We are pleased to announce the call for flow cytometry data sets to support the FlowCAP2 challenges. The goal of FlowCAP2 is to assess computational approaches for flow cytometry data analysis, including automated gating, data normalization and classification. We are asking the community to support this project by providing high dimensional, complex and feature-rich datasets on which the automated methods will be evaluated. Not only will you be contributing to the development of automated analysis methodologies, but your data will be analyzed by leading research groups and their results (e.g., possible novel biomarkers) will be provided back to you. If you are interested in participating as either a data provider or later as a participant, please email the organizers through flowcap@googlegroups.com<mailto:flowcap@googlegroups.com>.

The rapid expansion of flow cytometry applications has outpaced the functionality of traditional analysis tools used to interpret flow cytometry data such that scientists are faced with the daunting prospect of manually identifying interesting cell populations in 20 dimensional data from a collection of millions of cells. For this reason reliable automated approaches to flow cytometric analysis are desirable. While there has been a growing interest among the scientific community in developing such methods, guidance for end users about appropriate use and application of these methods is scarce.

In response to this need, we are conducting the second Flow Cytometry: Critical Assessment of Population Identification Methods challenge (FlowCAP2). The first set of FlowCAP challenges (See the project website at 
flowcap.flowsite.org<http://flowcap.flowsite.org/> for more information) provided the means to objectively test approaches for the identification of cell populations of interest in flow cytometry data by comparison to manual analysis by experts using common datasets. We are extending this evaluation to include evaluation of datasets where some secondary outcome information (e.g., survival time, disease diagnosis) is available on the datasets in question. We hope this will facilitate an objective evaluation of analysis methods. However, complex, manually analyzed datasets (e.g., those from vaccination, immune response or rare populations studies) are still of interest for some of the planed challenges and we ask those groups generating such datasets contact the organizing committee. Anonymized datasets, including de-identified markers are welcome, and a further description of biological and technical dataset examples of interest is included at the end of this email.
----------------------------------------
Actions to take:
1. Using the FlowCAP2 announcement, say whether each statement below agrees with it. Answer yes or no for each and quote the words that decide it.
(a) FlowCAP2 will assess computational approaches to data normalization.
(b) Anonymized datasets will not be accepted.
(c) The first FlowCAP challenges tested approaches against manual analysis by experts.
2. Reproduce the stretch of the FlowCAP2 announcement from "The rapid expansion" through "methods is scarce.".

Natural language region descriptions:
----------------------------------------
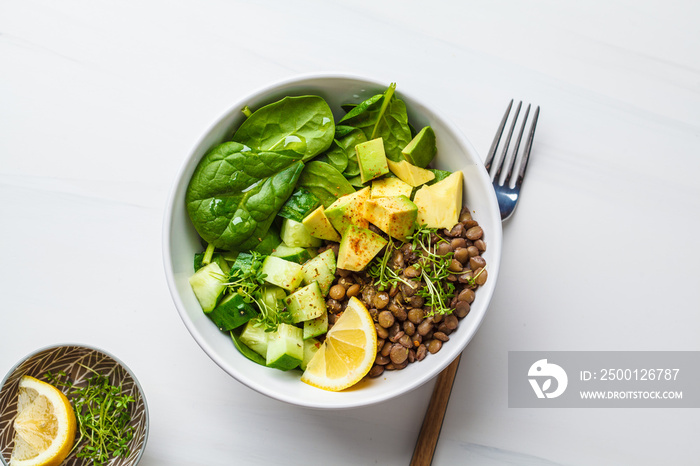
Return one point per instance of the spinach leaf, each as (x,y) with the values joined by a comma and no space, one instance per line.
(300,204)
(383,116)
(343,130)
(356,181)
(348,144)
(324,181)
(361,107)
(236,192)
(303,124)
(244,350)
(335,156)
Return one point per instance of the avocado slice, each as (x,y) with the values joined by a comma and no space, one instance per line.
(415,176)
(422,148)
(395,216)
(371,159)
(348,210)
(439,205)
(389,187)
(358,247)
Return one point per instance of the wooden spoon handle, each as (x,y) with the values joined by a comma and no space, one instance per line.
(432,423)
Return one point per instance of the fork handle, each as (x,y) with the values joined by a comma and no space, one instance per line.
(435,414)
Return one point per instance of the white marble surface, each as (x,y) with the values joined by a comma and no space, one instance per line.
(101,101)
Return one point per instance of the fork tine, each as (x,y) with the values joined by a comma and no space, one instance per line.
(528,147)
(504,154)
(514,159)
(497,138)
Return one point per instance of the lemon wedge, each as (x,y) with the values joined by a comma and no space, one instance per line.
(348,352)
(44,426)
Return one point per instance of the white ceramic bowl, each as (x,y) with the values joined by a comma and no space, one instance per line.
(180,242)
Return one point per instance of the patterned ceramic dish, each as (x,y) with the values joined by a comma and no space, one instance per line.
(71,359)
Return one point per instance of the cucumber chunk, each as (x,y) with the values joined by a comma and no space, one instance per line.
(218,258)
(285,274)
(255,338)
(306,303)
(208,285)
(288,253)
(244,350)
(285,348)
(316,327)
(232,312)
(321,269)
(295,234)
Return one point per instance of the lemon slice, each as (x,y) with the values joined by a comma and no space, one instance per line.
(348,352)
(44,426)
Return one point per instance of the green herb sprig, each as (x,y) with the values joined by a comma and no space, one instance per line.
(248,282)
(385,277)
(434,270)
(103,413)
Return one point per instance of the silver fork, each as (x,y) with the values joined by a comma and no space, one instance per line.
(507,189)
(507,192)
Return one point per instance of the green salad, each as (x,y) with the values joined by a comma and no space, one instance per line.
(291,182)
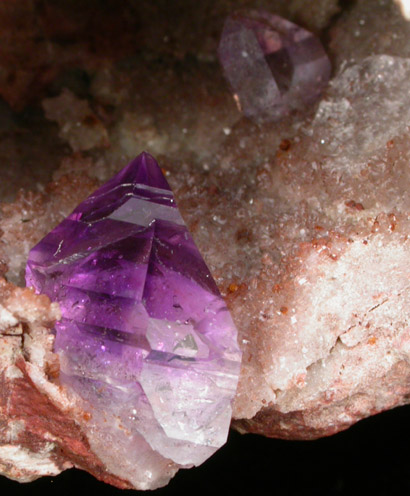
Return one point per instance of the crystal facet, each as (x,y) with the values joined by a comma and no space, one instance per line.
(272,65)
(145,335)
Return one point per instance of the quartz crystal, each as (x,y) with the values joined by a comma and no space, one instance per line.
(145,337)
(272,65)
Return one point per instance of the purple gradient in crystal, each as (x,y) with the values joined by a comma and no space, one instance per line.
(272,65)
(142,317)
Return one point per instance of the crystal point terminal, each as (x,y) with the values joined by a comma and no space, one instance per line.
(145,340)
(272,65)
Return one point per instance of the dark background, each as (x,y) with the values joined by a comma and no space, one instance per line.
(372,457)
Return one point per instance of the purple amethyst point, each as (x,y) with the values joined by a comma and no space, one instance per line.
(272,65)
(145,339)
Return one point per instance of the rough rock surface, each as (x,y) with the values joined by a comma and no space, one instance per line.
(313,214)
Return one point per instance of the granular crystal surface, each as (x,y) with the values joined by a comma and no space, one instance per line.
(145,339)
(272,65)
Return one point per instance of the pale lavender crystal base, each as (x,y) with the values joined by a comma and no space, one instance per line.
(145,336)
(272,65)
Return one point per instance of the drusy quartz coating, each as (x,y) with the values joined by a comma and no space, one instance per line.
(272,65)
(145,334)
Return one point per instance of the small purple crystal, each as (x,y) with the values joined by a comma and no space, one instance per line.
(145,337)
(272,65)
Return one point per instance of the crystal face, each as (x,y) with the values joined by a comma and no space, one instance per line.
(272,65)
(145,336)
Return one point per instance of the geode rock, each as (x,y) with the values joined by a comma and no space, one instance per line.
(314,220)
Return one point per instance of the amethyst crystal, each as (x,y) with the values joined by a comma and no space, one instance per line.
(145,337)
(273,65)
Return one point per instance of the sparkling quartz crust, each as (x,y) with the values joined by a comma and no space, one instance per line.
(145,335)
(272,65)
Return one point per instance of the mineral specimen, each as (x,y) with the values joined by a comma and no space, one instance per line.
(145,337)
(273,65)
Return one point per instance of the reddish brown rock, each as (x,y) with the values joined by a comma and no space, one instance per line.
(38,431)
(312,215)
----------------------------------------
Answers for each item:
1.
(a) Yes: "including automated gating, data normalization and classification"
(b) No: "Anonymized datasets, including de-identified markers are welcome"
(c) Yes: "by comparison to manual analysis by experts using common datasets"

2.
The rapid expansion of flow cytometry applications has outpaced the functionality of traditional analysis tools used to interpret flow cytometry data such that scientists are faced with the daunting prospect of manually identifying interesting cell populations in 20 dimensional data from a collection of millions of cells. For this reason reliable automated approaches to flow cytometric analysis are desirable. While there has been a growing interest among the scientific community in developing such methods, guidance for end users about appropriate use and application of these methods is scarce.